| Explore the material |
A. According to the news item on the Senate committee's EPA nominee votes, what was the vote that approved Dourson and Wehrum?
B. Copy the news item on the Senate committee's EPA nominee votes between "Dourson appears to" and "they be approved.", inclusive, substituting "resistance" for each "opposition".

| Document excerpt |
-- Opening Marker --

A Senate committee has approved President Trump’s nominees for four key U.S. Environmental Protection Agency posts as well as his choice to lead the Federal Highway Administration, but the panel’s senior Democrat is vowing to fight at least one of those EPA picks—Michael Dourson, Trump’s selection to head EPA’s office of chemical safety and pollution prevention.

The closest calls at the Environment and Public Works Committee’s Oct. 25 meeting were 11-10, party-line votes to approve Dourson and attorney William Wehrum, Trump’s nominee to lead EPA’s office of air and radiation. [View webcast of meeting here.]

The other nominees all were cleared by voice vote.

The next step for all of them is Senate floor action. But the narrow margins for Dourson and Wehrum may signal that some Democrats will use procedural tactics to try to slow those nominations’ paths through the floor.  An official at a major environmental group expects more than one senator to take such action.

Dourson appears to face the strongest opposition among the committee’s Democrats, judging from their highly critical comments at the hearing. The panel’s top Democrat, Tom Carper (Del.), said, “On the nomination of Michael Dourson, we will never give up in opposition to it.”

Committee Chairman John Barrasso (R-Wyo.) supported all of the nominees, including those for EPA positions, saying they “have proven themselves to be well-qualified, experienced and dedicated public servants.” He urged that they be approved.

-- Closing Marker --

| Dataset |
-- Opening Marker --

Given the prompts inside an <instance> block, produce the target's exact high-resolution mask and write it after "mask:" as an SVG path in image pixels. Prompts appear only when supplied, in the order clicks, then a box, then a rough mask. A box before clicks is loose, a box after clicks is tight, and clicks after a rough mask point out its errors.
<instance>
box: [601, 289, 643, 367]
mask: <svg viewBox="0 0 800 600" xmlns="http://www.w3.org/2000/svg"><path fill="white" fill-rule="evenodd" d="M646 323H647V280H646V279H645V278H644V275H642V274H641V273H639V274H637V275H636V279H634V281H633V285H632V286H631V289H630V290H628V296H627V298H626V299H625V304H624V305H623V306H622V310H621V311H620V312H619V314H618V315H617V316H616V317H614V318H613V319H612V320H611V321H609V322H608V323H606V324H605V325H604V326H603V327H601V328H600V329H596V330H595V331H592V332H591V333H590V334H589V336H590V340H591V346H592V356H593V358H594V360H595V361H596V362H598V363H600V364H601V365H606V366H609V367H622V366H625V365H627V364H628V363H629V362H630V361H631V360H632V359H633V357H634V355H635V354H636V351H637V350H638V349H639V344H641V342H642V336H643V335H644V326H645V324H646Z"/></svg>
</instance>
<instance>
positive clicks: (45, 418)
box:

-- Closing Marker --

| Answer set |
A. 11-10, along party lines.

B.
Dourson appears to face the strongest resistance among the committee’s Democrats, judging from their highly critical comments at the hearing. The panel’s top Democrat, Tom Carper (Del.), said, “On the nomination of Michael Dourson, we will never give up in resistance to it.”

Committee Chairman John Barrasso (R-Wyo.) supported all of the nominees, including those for EPA positions, saying they “have proven themselves to be well-qualified, experienced and dedicated public servants.” He urged that they be approved.